Selected extract ::
************

In this section, we evaluate the fairness and throughput impact of conventional fairness schemes and our new FAMHA technique. First, we quantify the relative impact of unfairness in the different shared units in section 6.1. In section 6.2, we quantify the potential of the DMHA mechanism by simulating a large number of static asymmetric MHAs. Here, we show that DMHA can provide similar (MPB) or better (SPB) fairness as well as better performance and throughput than a CMP with a state-of-the-art fairness enabled memory system. Finally, we show that using DMHA with a simple measurement and allocation technique substantially improves fairness compared to a conventional memory system in section 6.3.

************

Rewrite everything in the fairness evaluation passage from "In this section, we" down to "in section 6.3.", renaming "DMHA" to "dynamic MHA allocation" throughout.

Image annotation data ::
************

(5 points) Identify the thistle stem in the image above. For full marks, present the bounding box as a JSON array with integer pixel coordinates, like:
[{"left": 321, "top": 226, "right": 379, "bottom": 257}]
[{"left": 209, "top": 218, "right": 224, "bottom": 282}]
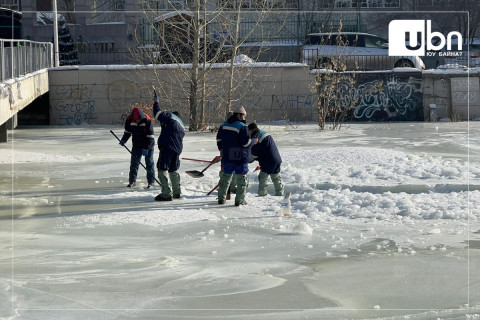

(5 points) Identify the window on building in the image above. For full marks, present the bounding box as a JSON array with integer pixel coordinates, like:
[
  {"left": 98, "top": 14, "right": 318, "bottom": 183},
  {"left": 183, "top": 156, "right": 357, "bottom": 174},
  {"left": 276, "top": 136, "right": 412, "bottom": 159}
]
[
  {"left": 218, "top": 0, "right": 298, "bottom": 9},
  {"left": 36, "top": 0, "right": 53, "bottom": 11}
]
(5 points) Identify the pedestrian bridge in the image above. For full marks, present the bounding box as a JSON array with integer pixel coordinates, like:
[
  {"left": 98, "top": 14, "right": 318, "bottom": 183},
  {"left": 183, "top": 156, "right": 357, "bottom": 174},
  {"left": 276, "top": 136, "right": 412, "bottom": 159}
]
[{"left": 0, "top": 39, "right": 53, "bottom": 142}]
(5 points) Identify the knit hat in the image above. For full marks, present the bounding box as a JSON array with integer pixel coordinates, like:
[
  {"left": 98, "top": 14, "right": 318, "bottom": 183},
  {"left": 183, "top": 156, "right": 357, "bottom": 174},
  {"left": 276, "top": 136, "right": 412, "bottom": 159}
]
[
  {"left": 232, "top": 107, "right": 247, "bottom": 115},
  {"left": 132, "top": 107, "right": 140, "bottom": 122}
]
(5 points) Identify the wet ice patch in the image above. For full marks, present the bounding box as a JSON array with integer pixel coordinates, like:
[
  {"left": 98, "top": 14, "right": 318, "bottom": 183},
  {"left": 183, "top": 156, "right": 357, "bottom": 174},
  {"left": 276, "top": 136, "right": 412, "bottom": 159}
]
[
  {"left": 0, "top": 150, "right": 78, "bottom": 163},
  {"left": 66, "top": 209, "right": 217, "bottom": 228}
]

************

Answer ::
In this section, we evaluate the fairness and throughput impact of conventional fairness schemes and our new FAMHA technique. First, we quantify the relative impact of unfairness in the different shared units in section 6.1. In section 6.2, we quantify the potential of the dynamic MHA allocation mechanism by simulating a large number of static asymmetric MHAs. Here, we show that dynamic MHA allocation can provide similar (MPB) or better (SPB) fairness as well as better performance and throughput than a CMP with a state-of-the-art fairness enabled memory system. Finally, we show that using dynamic MHA allocation with a simple measurement and allocation technique substantially improves fairness compared to a conventional memory system in section 6.3.